__Exercises to complete__
1/ In the passage on CBD in pet products, what example is given of labeling a product so that it is "not a food"?
2/ Can you translate this sentence from the passage on CBD in pet products into Spanish: "Therefore, for those wishing to market CBD-containing pet products, other means of distribution would appear to be a more prudent tack."
3/ Could you write the next few lines of the passage on CBD in pet products, picking up right after its first takeaway?

__Text block__
No safe regulatory harbor at this time

In short, at this time there is no safe regulatory harbor for distributors of pet foods, treats or other articles subject to regulation as animal feeds to include CBD in their products. Therefore, for those wishing to market CBD-containing pet products, other means of distribution would appear to be a more prudent tack. It is obvious that the regulatory landscape remains rocky regardless, but labeling a product so that it is “not a food” (e.g., a “dosage form animal health product” as per NASC guidance) may be a less risky option. Limiting claims to exclude any expressed or implied drug claims would likely help mitigate (though not wholly negate) the risk of enforcement action.


Briefly: Top 5 takeaways

  1. A presumption that CBD usage in pet foods or treats is acceptable based on media attention or products on the market is premature.

Pointing dataset excerpts:
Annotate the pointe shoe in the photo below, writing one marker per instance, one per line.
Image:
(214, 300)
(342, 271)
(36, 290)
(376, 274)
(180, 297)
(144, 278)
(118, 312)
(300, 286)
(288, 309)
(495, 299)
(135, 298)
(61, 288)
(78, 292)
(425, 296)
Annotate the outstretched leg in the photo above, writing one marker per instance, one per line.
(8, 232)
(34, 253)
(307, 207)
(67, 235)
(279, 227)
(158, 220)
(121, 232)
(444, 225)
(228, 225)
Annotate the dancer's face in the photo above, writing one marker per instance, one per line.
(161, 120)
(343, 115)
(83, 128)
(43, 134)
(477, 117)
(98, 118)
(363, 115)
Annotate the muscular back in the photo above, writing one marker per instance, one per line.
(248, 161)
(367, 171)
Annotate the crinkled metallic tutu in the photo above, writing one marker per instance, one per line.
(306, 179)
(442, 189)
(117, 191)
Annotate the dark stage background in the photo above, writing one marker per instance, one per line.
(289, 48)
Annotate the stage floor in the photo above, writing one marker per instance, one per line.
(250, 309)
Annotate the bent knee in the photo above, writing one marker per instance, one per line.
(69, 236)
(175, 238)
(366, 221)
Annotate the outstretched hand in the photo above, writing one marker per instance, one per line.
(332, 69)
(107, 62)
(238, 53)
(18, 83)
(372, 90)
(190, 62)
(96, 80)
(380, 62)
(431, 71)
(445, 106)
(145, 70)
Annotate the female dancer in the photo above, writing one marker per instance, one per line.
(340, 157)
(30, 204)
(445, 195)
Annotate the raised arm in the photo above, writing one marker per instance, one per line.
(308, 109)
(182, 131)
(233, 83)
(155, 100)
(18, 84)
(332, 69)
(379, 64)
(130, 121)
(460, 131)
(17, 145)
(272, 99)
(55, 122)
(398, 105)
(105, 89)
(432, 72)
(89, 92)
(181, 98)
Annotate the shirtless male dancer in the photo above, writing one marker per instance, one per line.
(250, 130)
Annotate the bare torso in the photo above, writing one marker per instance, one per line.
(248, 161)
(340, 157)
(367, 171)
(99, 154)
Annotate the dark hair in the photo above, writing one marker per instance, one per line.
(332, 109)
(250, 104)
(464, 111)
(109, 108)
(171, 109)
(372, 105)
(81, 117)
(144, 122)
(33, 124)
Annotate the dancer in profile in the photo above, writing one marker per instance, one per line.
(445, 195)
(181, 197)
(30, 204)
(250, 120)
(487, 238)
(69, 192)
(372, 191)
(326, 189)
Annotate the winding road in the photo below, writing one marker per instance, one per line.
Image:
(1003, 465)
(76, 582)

* * *

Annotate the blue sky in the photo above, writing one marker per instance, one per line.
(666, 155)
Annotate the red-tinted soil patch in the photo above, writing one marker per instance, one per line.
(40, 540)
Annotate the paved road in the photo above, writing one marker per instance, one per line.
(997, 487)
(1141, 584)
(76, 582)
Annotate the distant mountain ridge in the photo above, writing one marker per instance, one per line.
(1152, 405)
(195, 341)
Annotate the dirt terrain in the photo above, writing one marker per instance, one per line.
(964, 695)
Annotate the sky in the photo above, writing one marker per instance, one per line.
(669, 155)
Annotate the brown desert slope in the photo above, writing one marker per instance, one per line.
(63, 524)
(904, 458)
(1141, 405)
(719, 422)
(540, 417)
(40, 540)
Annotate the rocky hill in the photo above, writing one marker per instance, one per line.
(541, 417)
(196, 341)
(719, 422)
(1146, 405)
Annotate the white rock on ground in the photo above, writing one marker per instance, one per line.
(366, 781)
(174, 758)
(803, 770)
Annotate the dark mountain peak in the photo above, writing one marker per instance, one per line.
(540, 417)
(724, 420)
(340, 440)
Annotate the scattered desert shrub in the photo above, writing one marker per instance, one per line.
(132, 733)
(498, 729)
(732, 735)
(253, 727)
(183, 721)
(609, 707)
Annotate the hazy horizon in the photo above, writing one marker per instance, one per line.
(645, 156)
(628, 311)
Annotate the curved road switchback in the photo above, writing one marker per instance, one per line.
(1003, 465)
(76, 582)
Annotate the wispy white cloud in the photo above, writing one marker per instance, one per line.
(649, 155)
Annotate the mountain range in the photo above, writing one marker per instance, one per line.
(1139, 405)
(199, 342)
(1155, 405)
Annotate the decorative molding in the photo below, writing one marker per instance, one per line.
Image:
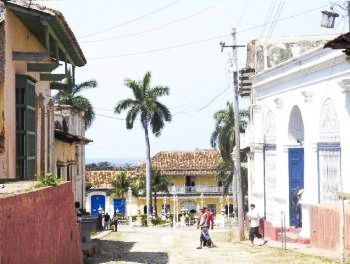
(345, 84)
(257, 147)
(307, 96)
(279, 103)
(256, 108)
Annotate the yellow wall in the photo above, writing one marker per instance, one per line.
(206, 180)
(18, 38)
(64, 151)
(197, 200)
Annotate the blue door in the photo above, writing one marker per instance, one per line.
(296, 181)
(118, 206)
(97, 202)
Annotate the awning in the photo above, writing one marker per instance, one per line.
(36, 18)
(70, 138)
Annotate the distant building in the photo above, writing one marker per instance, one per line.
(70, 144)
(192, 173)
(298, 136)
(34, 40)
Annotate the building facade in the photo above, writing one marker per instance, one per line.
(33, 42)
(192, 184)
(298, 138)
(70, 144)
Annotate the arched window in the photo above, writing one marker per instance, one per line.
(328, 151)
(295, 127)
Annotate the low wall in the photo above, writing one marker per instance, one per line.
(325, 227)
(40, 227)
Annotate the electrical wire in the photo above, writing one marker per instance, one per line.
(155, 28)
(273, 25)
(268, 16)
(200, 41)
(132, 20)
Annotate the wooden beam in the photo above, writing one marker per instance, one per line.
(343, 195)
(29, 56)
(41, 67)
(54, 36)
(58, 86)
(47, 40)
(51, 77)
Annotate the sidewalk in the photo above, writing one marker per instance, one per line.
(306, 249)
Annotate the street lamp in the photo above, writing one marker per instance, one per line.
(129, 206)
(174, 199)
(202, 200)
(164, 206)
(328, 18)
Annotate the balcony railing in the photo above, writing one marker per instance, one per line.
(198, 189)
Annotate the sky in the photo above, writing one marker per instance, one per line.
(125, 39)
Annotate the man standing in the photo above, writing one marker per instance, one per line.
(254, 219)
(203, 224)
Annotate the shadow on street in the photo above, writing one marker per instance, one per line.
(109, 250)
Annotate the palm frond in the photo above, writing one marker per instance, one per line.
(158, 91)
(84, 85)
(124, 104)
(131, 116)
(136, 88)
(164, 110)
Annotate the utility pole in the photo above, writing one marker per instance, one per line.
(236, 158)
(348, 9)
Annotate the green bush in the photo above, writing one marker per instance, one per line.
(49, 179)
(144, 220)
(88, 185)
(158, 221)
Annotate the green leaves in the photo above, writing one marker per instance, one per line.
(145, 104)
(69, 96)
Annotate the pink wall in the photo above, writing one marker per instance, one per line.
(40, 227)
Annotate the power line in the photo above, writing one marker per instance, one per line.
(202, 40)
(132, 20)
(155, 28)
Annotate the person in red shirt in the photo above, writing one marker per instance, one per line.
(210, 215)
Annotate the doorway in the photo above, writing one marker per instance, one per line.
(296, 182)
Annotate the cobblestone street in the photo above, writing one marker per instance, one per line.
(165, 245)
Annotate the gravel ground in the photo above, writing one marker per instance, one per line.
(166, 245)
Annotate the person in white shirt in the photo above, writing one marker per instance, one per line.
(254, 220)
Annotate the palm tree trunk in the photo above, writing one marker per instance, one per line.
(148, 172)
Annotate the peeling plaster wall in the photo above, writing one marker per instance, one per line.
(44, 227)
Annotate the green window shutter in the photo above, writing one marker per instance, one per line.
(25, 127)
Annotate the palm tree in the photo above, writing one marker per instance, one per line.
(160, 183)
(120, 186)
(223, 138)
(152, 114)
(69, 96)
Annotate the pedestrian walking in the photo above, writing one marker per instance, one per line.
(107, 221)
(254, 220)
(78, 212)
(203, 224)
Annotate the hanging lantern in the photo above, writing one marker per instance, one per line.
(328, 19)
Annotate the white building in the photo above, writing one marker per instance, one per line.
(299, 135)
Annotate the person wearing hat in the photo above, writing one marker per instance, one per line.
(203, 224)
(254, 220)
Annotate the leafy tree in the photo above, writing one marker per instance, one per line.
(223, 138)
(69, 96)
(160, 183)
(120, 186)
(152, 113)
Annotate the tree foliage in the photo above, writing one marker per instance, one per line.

__The answers__
1/ A "dosage form animal health product," as per NASC guidance.

2/ Por lo tanto, para quienes deseen comercializar productos para mascotas que contengan CBD, otros medios de distribución parecerían ser una vía más prudente.

3/
  2. Under federal and state law, CBD currently does not meet any criteria for legal use as an ingredient in a pet food or treat.
  3. The 2018 Farm Bill, which amended the Controlled Substances Act to exempt hemp, does not impact the Federal Food, Drug and Cosmetic Act as enforced by FDA.
  4. The same is true for equivalent state laws enforced by state feed control officials.
  5. In late November, FDA sent warning letters to companies distributing CBD products, including some pet food manufacturers.